In this week’s Week in Review: Tubi announces UK launch plans, Viaplay plots a turnaround, and the UK government intervenes in the sale of The Telegraph.
Tubi Plans UK Launch
Tubi, an ad-supported streaming service owned by Fox Corporation, is planning to launch in the UK alongside other new markets as part of an international expansion. The company has appointed UK-based David Salmon as its EVP and MD of international to lead the international expansion.
Tubi is already a well-established business, counting 70 million monthly active users across the US, Canada, Mexico, Costa Rica, Guatemala, El Salvador, Ecuador, Panama, Australia and New Zealand. It runs a mix of on-demand content and free ad-supported streaming TV (FAST) channels, and claims to be the most watched free TV and movie streaming service in the US.
“Tubi is in a unique position to capitalise on advertising growth internationally, combining an industry-leading technology platform and content discovery algorithm with the world’s largest content library,” the company said in a statement. Tubi hasn’t yet given a date for when it plans to launch in the UK.
Viaplay to Sell Premier Sports UK and Raise Equity in Rescue Plan
Nordic streaming company Viaplay has announced plans to sell Premier Sports UK back to the company it bought it from just over a year ago. The sale forms part of a rescue plan for the struggling business, which also confirmed moves to exit the Baltic and Polish markets by summer 2025.
The company additionally aims to raise SEK 4 billion in new equity, write down SEK 2 billion in debt, and renegotiate the terms of another SEK 14.6 billion worth of debt. The restructuring is expected to wipe most of the value of existing shareholders. Viaplay’s share price plummeted by 82 percent at the announcement.
Viaplay also posted its Q3 earnings, reporting that ad sales were down 10 percent YoY, “as the growth in digital AVOD sales could not offset the fall in linear TV and radio sales.” The company also expects full-year operating losses between SEK 1.0-1.15 billion, “due to the underperformance of the international non-core operations.”
UK Government Intervenes in Telegraph Sale
The UK government has issued a Public Interest Intervention Notice (PIIN) into the proposed acquisition of Telegraph Media Group, which owns both The Telegraph and Spectator magazine, to Redbird IMI, a consortium backed by the UAE. The intervention means the government is concerned there may be significant public harm in allowing the deal to go through, and requires both Ofcom and the Competitions and Markets Authority to clear the deal.

Written instruction 1 => Copy the rows word for word, beginning with the first row and ending with the line that contains "pixel 71 131", including that line.
The news roundup and the rows come from unrelated sources.

Dataset records =>
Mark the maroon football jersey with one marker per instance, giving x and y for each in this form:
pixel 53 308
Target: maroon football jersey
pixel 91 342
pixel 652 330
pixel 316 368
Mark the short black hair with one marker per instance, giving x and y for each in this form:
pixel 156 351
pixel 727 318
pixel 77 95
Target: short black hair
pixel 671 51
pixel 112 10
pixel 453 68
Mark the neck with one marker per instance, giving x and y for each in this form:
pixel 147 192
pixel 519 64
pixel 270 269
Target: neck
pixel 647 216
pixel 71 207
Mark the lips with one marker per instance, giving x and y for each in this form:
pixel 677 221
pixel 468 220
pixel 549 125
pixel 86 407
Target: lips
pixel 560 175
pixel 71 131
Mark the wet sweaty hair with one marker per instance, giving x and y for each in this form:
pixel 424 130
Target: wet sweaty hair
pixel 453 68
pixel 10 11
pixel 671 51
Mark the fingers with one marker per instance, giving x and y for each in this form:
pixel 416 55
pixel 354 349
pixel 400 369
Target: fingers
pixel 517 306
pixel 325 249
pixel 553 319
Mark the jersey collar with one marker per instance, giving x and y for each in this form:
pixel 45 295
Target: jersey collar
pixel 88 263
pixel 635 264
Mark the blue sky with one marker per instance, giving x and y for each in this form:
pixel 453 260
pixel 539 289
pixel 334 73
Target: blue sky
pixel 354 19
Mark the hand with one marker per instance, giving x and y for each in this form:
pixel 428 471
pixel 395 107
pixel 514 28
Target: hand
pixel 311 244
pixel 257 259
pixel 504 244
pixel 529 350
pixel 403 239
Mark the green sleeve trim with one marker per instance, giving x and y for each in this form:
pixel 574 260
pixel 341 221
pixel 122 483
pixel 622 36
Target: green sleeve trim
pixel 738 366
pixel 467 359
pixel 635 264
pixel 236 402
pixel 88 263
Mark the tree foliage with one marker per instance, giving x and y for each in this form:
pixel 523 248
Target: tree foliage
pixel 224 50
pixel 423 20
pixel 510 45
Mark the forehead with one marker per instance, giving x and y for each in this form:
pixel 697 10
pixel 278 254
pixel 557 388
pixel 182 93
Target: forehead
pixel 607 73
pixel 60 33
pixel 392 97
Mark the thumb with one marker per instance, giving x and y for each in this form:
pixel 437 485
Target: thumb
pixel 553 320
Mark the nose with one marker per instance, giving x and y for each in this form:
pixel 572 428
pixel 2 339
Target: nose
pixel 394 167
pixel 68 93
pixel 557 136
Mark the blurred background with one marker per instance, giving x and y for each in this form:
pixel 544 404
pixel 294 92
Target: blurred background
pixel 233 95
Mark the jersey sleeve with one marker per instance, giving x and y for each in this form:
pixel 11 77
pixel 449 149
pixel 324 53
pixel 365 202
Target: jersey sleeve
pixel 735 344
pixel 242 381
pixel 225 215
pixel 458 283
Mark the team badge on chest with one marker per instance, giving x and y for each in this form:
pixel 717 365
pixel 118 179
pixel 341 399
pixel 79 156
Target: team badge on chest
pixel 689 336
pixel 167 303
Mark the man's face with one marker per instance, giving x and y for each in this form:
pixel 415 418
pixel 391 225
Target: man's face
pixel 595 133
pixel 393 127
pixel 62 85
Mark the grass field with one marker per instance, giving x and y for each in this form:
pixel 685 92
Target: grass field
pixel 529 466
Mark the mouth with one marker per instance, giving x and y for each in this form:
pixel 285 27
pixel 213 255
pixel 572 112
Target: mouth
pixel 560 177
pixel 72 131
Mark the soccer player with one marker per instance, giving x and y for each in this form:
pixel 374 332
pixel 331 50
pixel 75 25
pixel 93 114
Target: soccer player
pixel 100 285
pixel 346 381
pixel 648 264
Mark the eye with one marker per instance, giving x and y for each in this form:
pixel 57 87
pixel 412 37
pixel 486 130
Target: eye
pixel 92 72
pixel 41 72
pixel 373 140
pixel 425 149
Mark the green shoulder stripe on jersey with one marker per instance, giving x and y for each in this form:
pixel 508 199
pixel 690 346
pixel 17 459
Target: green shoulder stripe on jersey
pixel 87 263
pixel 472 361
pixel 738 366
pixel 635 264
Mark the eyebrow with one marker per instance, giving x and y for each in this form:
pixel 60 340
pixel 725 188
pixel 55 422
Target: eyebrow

Written instruction 2 => According to the news roundup, how many monthly active users does Tubi count?

Expected output 1 =>
Mark the maroon football jersey with one marker per instance, giving x and y for each in this form:
pixel 53 308
Target: maroon football jersey
pixel 91 342
pixel 652 330
pixel 316 368
Mark the short black hair with one marker per instance, giving x and y for each in this form:
pixel 156 351
pixel 727 318
pixel 77 95
Target: short black hair
pixel 671 51
pixel 112 10
pixel 453 68
Mark the neck with one marker per instance, giving x and y for each in this form:
pixel 147 192
pixel 519 64
pixel 270 269
Target: neck
pixel 647 216
pixel 71 207
Mark the lips with one marker per instance, giving x and y for each in this form:
pixel 677 221
pixel 468 220
pixel 549 125
pixel 86 407
Target: lips
pixel 560 175
pixel 71 131

Expected output 2 => 70 million